> EXERCISE OBJECTIVE
The output should consist solely of the lines running from the one that contains "The component shall place one marker per instance of the girl's" through the end of the records below, copied exactly.

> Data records

+++++

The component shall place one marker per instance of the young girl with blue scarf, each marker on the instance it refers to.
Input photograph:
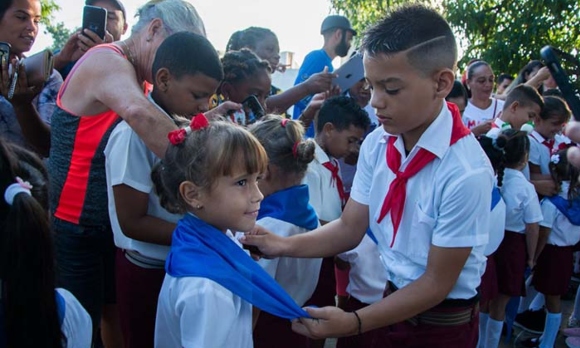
(210, 173)
(559, 232)
(285, 210)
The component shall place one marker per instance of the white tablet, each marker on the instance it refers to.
(349, 73)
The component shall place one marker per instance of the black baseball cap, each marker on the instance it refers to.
(115, 3)
(336, 22)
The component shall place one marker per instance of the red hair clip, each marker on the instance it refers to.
(295, 149)
(178, 136)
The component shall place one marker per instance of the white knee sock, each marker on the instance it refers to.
(553, 321)
(538, 302)
(483, 318)
(493, 333)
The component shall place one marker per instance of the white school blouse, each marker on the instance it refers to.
(448, 203)
(367, 275)
(197, 312)
(298, 276)
(563, 232)
(323, 191)
(473, 116)
(521, 200)
(129, 162)
(76, 326)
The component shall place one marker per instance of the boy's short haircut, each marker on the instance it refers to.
(342, 112)
(421, 32)
(186, 53)
(524, 95)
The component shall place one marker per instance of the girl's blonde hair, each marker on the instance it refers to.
(204, 156)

+++++

> EXPECTED ANSWER
The component shall place one marker per instance of the girl's blonde hair, each marker on the instance it refers to.
(204, 156)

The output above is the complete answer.